● AIM OF THE EXERCISE: Rewrite the rows from the start through the line containing "M 1 1 L 0 48", requests included, and scale every coordinate in the answers by 2.2, rounding each result to a whole number with halves rounded up. Leave the pictures out, and don't change the numbers in the requests.

● DATA LINES:
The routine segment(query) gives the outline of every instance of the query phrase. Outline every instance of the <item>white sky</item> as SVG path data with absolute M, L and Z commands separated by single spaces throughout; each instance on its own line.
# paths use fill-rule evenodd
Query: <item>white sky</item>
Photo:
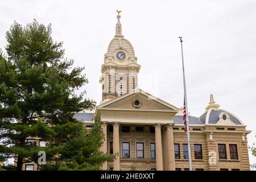
M 1 1 L 0 48 L 16 20 L 52 23 L 66 56 L 85 66 L 87 97 L 99 103 L 101 65 L 115 34 L 115 10 L 122 33 L 133 44 L 141 69 L 139 86 L 178 107 L 183 88 L 180 44 L 183 36 L 188 107 L 199 117 L 213 94 L 221 108 L 240 118 L 255 141 L 256 1 Z M 154 85 L 154 86 L 153 86 Z M 256 163 L 250 155 L 250 163 Z

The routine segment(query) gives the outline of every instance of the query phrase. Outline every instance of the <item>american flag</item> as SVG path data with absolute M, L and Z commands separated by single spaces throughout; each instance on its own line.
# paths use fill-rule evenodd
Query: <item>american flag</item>
M 183 121 L 184 121 L 184 131 L 187 135 L 187 121 L 186 121 L 186 105 L 185 103 L 185 96 L 184 97 L 184 107 L 183 107 Z

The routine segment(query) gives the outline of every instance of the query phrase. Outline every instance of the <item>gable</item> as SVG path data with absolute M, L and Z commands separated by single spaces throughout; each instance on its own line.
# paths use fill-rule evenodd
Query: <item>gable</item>
M 138 100 L 141 105 L 136 107 L 134 101 Z M 108 103 L 109 102 L 109 103 Z M 177 108 L 153 96 L 141 92 L 125 94 L 123 96 L 103 104 L 102 108 L 153 110 L 177 110 Z

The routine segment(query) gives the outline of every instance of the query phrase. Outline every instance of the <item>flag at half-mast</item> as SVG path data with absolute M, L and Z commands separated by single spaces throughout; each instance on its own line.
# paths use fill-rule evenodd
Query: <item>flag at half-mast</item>
M 187 135 L 187 115 L 186 115 L 186 105 L 185 103 L 185 96 L 184 97 L 184 107 L 183 107 L 183 121 L 184 121 L 184 131 Z

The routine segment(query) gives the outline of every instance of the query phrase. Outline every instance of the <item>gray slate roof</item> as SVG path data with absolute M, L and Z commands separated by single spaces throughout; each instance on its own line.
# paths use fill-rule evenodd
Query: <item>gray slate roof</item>
M 193 116 L 189 116 L 188 119 L 189 125 L 204 125 L 204 123 L 199 119 L 199 118 Z M 183 116 L 175 115 L 174 117 L 174 124 L 184 124 Z
M 81 121 L 93 121 L 93 113 L 77 113 L 74 115 L 74 118 Z

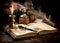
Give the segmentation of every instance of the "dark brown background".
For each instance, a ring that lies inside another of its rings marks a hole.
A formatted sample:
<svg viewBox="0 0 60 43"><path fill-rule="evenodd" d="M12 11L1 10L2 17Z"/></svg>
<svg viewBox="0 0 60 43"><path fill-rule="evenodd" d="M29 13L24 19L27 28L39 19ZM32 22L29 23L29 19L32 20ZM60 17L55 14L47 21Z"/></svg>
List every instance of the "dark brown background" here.
<svg viewBox="0 0 60 43"><path fill-rule="evenodd" d="M24 3L25 0L14 0L15 2ZM34 8L37 10L39 6L43 12L47 13L47 16L51 14L52 21L56 24L57 28L56 33L47 34L47 35L38 35L35 37L22 38L14 40L11 36L3 30L3 26L7 23L9 17L4 13L3 8L4 4L10 2L10 0L0 0L0 42L1 43L58 43L60 42L60 17L59 17L59 1L58 0L32 0Z"/></svg>

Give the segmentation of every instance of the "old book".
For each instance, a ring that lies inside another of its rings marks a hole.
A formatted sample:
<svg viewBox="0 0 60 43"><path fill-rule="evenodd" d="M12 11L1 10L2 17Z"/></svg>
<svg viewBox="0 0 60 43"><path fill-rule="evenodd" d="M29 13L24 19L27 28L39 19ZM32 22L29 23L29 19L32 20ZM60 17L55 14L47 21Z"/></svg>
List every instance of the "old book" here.
<svg viewBox="0 0 60 43"><path fill-rule="evenodd" d="M23 38L23 37L30 37L36 36L37 34L49 34L56 32L56 28L39 21L35 21L34 23L29 23L28 25L25 24L18 24L19 28L16 29L6 29L6 31L14 38ZM22 28L21 28L22 27Z"/></svg>

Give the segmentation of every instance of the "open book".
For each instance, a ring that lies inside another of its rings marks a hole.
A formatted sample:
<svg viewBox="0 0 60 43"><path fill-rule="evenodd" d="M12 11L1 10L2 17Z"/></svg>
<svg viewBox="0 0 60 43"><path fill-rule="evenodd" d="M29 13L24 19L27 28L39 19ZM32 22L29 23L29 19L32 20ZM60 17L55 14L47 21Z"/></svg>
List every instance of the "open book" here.
<svg viewBox="0 0 60 43"><path fill-rule="evenodd" d="M36 36L37 34L43 35L56 32L56 28L41 21L35 21L28 25L18 24L18 26L19 28L17 29L10 29L10 31L7 30L13 38L30 37ZM23 27L23 29L21 27Z"/></svg>

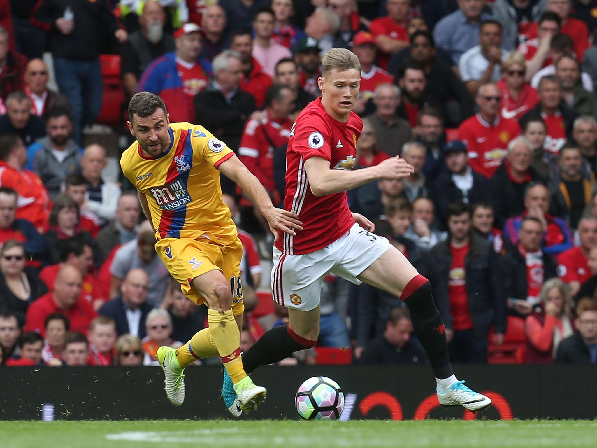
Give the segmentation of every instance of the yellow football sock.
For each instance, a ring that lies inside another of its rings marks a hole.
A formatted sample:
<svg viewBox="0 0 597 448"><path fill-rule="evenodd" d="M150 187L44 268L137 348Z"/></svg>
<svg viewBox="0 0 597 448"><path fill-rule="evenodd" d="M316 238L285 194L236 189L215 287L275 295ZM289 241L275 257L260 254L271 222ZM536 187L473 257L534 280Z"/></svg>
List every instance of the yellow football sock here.
<svg viewBox="0 0 597 448"><path fill-rule="evenodd" d="M184 369L196 360L211 358L218 354L218 349L214 343L208 328L198 332L190 340L177 349L176 359Z"/></svg>
<svg viewBox="0 0 597 448"><path fill-rule="evenodd" d="M243 378L246 378L247 373L242 367L242 358L241 358L241 333L234 320L232 310L216 311L210 309L207 312L207 322L222 363L232 383L236 384Z"/></svg>

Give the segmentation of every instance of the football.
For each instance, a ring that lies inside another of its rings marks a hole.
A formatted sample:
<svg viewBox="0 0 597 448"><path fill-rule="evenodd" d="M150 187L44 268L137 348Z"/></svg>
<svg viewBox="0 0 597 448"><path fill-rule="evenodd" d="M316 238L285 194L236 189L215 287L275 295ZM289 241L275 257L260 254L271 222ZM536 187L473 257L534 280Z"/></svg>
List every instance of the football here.
<svg viewBox="0 0 597 448"><path fill-rule="evenodd" d="M295 401L303 420L335 420L344 409L344 392L334 380L313 376L298 388Z"/></svg>

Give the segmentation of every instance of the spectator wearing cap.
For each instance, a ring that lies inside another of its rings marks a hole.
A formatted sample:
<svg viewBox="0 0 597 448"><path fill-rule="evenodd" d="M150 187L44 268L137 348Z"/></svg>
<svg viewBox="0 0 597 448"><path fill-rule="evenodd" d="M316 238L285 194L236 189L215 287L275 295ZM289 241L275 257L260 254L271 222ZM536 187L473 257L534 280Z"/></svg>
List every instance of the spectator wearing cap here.
<svg viewBox="0 0 597 448"><path fill-rule="evenodd" d="M574 120L578 114L566 105L562 97L562 84L553 75L544 76L539 82L539 102L521 118L524 123L531 118L542 118L547 127L545 150L557 155L566 142L572 138Z"/></svg>
<svg viewBox="0 0 597 448"><path fill-rule="evenodd" d="M81 297L82 280L79 269L65 266L60 269L54 289L31 304L27 310L25 332L37 332L45 336L45 318L54 312L63 314L73 331L87 333L97 314L91 303Z"/></svg>
<svg viewBox="0 0 597 448"><path fill-rule="evenodd" d="M382 68L387 68L390 54L408 46L406 27L410 6L408 0L388 0L387 16L371 20L369 28L380 52L378 63Z"/></svg>
<svg viewBox="0 0 597 448"><path fill-rule="evenodd" d="M276 17L272 35L274 42L291 48L307 36L302 29L290 23L294 15L294 0L272 0L272 11Z"/></svg>
<svg viewBox="0 0 597 448"><path fill-rule="evenodd" d="M496 225L502 227L508 218L525 209L524 193L531 182L541 180L532 168L533 148L522 136L508 143L508 154L490 180L493 192Z"/></svg>
<svg viewBox="0 0 597 448"><path fill-rule="evenodd" d="M361 63L361 87L359 96L353 109L361 114L365 111L365 105L373 97L378 85L392 84L393 78L383 69L375 65L377 56L376 39L368 31L360 31L355 35L352 41L352 51Z"/></svg>
<svg viewBox="0 0 597 448"><path fill-rule="evenodd" d="M496 20L484 21L481 23L479 45L460 57L458 70L472 96L476 94L479 86L500 80L501 62L507 54L501 48L502 29Z"/></svg>
<svg viewBox="0 0 597 448"><path fill-rule="evenodd" d="M195 121L193 100L206 88L211 66L201 54L201 29L196 23L186 23L175 33L176 51L152 62L145 69L137 91L148 91L164 100L173 122Z"/></svg>
<svg viewBox="0 0 597 448"><path fill-rule="evenodd" d="M293 113L297 114L315 99L313 95L303 88L298 83L298 66L294 59L287 57L278 62L276 64L274 81L276 84L285 85L292 91L294 100Z"/></svg>
<svg viewBox="0 0 597 448"><path fill-rule="evenodd" d="M4 104L6 113L0 116L0 136L16 134L26 146L45 135L44 120L31 113L31 99L26 93L12 92Z"/></svg>
<svg viewBox="0 0 597 448"><path fill-rule="evenodd" d="M515 45L519 34L527 34L545 11L547 0L496 0L492 14L504 27L504 38L509 48Z"/></svg>
<svg viewBox="0 0 597 448"><path fill-rule="evenodd" d="M597 299L583 297L576 306L577 331L560 342L558 364L597 364Z"/></svg>
<svg viewBox="0 0 597 448"><path fill-rule="evenodd" d="M253 22L255 41L251 54L270 76L273 76L276 64L280 59L292 56L290 50L272 39L275 23L275 15L269 8L259 10Z"/></svg>
<svg viewBox="0 0 597 448"><path fill-rule="evenodd" d="M38 116L43 117L56 107L70 107L62 95L48 89L48 67L41 59L32 59L27 63L24 91L31 99L31 113Z"/></svg>
<svg viewBox="0 0 597 448"><path fill-rule="evenodd" d="M93 8L80 2L66 5L72 17L64 17L65 4L54 0L39 2L33 17L50 30L56 82L70 105L75 139L81 143L83 127L93 123L101 108L101 42L111 35L122 44L128 35L105 0Z"/></svg>
<svg viewBox="0 0 597 448"><path fill-rule="evenodd" d="M73 121L66 109L55 109L46 114L47 137L27 149L33 169L48 189L51 200L60 194L62 183L70 174L81 174L83 150L71 138Z"/></svg>
<svg viewBox="0 0 597 448"><path fill-rule="evenodd" d="M265 93L272 84L272 78L263 71L263 67L253 56L253 38L251 29L239 28L232 33L230 49L241 55L241 90L250 93L255 99L257 108L263 106Z"/></svg>
<svg viewBox="0 0 597 448"><path fill-rule="evenodd" d="M485 0L458 0L458 10L438 22L433 29L435 43L452 55L458 65L460 57L478 45L481 24L492 18L484 10Z"/></svg>
<svg viewBox="0 0 597 448"><path fill-rule="evenodd" d="M591 277L589 256L597 246L597 217L587 215L578 222L580 244L558 257L558 275L566 283L570 295L576 296L580 286Z"/></svg>
<svg viewBox="0 0 597 448"><path fill-rule="evenodd" d="M513 246L518 245L522 221L530 216L541 224L542 232L540 243L547 254L556 257L572 247L572 235L566 222L548 213L549 199L549 190L546 186L540 183L529 184L525 192L525 210L520 216L510 218L506 222L504 238L509 240Z"/></svg>
<svg viewBox="0 0 597 448"><path fill-rule="evenodd" d="M166 13L159 2L147 1L139 16L140 29L121 48L121 76L129 97L137 93L141 74L152 61L176 50L174 39L164 30Z"/></svg>
<svg viewBox="0 0 597 448"><path fill-rule="evenodd" d="M27 58L9 48L8 32L0 26L0 99L5 102L8 94L21 90Z"/></svg>
<svg viewBox="0 0 597 448"><path fill-rule="evenodd" d="M500 116L501 102L501 93L495 84L481 85L476 96L479 113L458 128L458 137L469 149L470 167L488 179L506 158L508 143L521 133L518 122Z"/></svg>
<svg viewBox="0 0 597 448"><path fill-rule="evenodd" d="M462 201L473 204L491 199L490 183L484 176L473 171L469 164L466 146L455 140L444 147L447 170L441 171L433 183L433 195L438 217L447 221L448 205Z"/></svg>
<svg viewBox="0 0 597 448"><path fill-rule="evenodd" d="M525 81L527 65L519 53L508 53L501 63L501 78L497 87L501 92L501 117L518 118L528 112L539 102L537 90Z"/></svg>
<svg viewBox="0 0 597 448"><path fill-rule="evenodd" d="M17 219L30 222L38 232L48 228L50 201L39 176L24 169L27 149L17 135L0 137L0 185L19 192Z"/></svg>
<svg viewBox="0 0 597 448"><path fill-rule="evenodd" d="M201 32L203 33L203 47L201 57L210 63L218 54L230 45L226 29L226 11L220 5L208 6L203 11Z"/></svg>
<svg viewBox="0 0 597 448"><path fill-rule="evenodd" d="M214 78L195 97L197 121L238 151L245 123L256 110L253 95L240 88L242 56L224 50L214 59Z"/></svg>
<svg viewBox="0 0 597 448"><path fill-rule="evenodd" d="M312 39L319 42L323 56L330 48L348 48L348 42L338 35L340 29L340 17L327 8L321 7L307 18L304 32Z"/></svg>
<svg viewBox="0 0 597 448"><path fill-rule="evenodd" d="M491 243L471 232L470 207L462 202L448 207L450 237L431 250L439 273L438 303L447 303L442 317L450 358L486 363L487 335L495 325L493 342L506 333L506 296L499 259ZM434 294L435 297L435 294Z"/></svg>
<svg viewBox="0 0 597 448"><path fill-rule="evenodd" d="M583 88L578 62L572 56L564 55L555 66L556 78L562 86L562 98L566 105L579 115L597 116L597 96Z"/></svg>
<svg viewBox="0 0 597 448"><path fill-rule="evenodd" d="M502 22L504 26L506 25ZM560 32L562 21L555 13L543 13L539 19L537 36L522 42L517 49L528 65L525 79L528 81L540 69L553 63L550 54L552 39Z"/></svg>
<svg viewBox="0 0 597 448"><path fill-rule="evenodd" d="M413 138L408 121L397 116L401 101L399 87L389 84L378 85L373 96L376 112L368 117L376 130L377 148L390 157L398 155L402 145Z"/></svg>

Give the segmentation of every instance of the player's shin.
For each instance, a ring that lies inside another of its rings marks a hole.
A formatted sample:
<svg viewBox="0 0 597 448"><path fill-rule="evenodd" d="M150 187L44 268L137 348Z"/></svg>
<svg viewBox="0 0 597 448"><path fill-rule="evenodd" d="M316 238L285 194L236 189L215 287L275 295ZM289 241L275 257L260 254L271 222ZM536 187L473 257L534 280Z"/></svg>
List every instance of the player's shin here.
<svg viewBox="0 0 597 448"><path fill-rule="evenodd" d="M176 359L184 369L197 360L211 358L218 354L210 329L204 328L198 332L188 342L177 349Z"/></svg>
<svg viewBox="0 0 597 448"><path fill-rule="evenodd" d="M260 366L282 361L294 352L310 348L316 342L298 336L288 324L274 327L243 354L245 371L251 373Z"/></svg>
<svg viewBox="0 0 597 448"><path fill-rule="evenodd" d="M210 309L207 312L207 322L214 343L217 348L222 363L230 375L232 383L236 384L247 373L242 367L241 358L241 333L235 320L232 310L219 311Z"/></svg>
<svg viewBox="0 0 597 448"><path fill-rule="evenodd" d="M431 284L425 277L417 275L405 287L400 297L408 306L413 327L440 380L453 375L448 356L448 342L442 317L431 295Z"/></svg>

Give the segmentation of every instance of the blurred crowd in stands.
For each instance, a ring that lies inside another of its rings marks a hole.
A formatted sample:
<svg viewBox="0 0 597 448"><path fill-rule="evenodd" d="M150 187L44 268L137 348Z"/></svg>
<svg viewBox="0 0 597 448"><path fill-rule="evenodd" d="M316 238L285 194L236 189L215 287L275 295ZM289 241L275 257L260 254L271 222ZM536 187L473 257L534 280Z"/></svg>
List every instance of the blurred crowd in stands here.
<svg viewBox="0 0 597 448"><path fill-rule="evenodd" d="M293 123L333 47L362 67L354 169L414 167L349 192L351 210L430 280L452 360L597 363L597 0L10 0L0 366L155 365L205 326L119 173L128 101L159 95L280 205ZM246 349L287 312L267 223L222 189ZM399 298L373 287L328 275L320 326L282 364L426 362Z"/></svg>

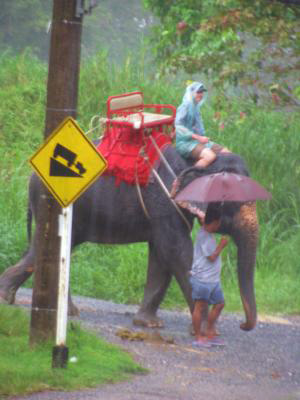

● COMPLETE ANSWER:
The routine segment(query) gives the outline of every instance of the query phrase. Outline every instance of the <item>white sky</item> as SVG path data with absolute M, L and Z commands separated by single spaces throughout; each instance on its own line.
# paths use fill-rule evenodd
Query: <item>white sky</item>
Photo:
M 2 2 L 0 106 L 35 44 L 114 51 L 145 123 L 187 145 L 191 213 L 218 227 L 222 143 L 253 75 L 253 22 L 268 73 L 293 97 L 310 152 L 306 189 L 392 235 L 403 194 L 396 97 L 403 79 L 414 235 L 438 257 L 469 207 L 486 238 L 528 260 L 561 310 L 563 2 Z M 339 187 L 339 189 L 337 189 Z M 563 359 L 550 341 L 550 359 Z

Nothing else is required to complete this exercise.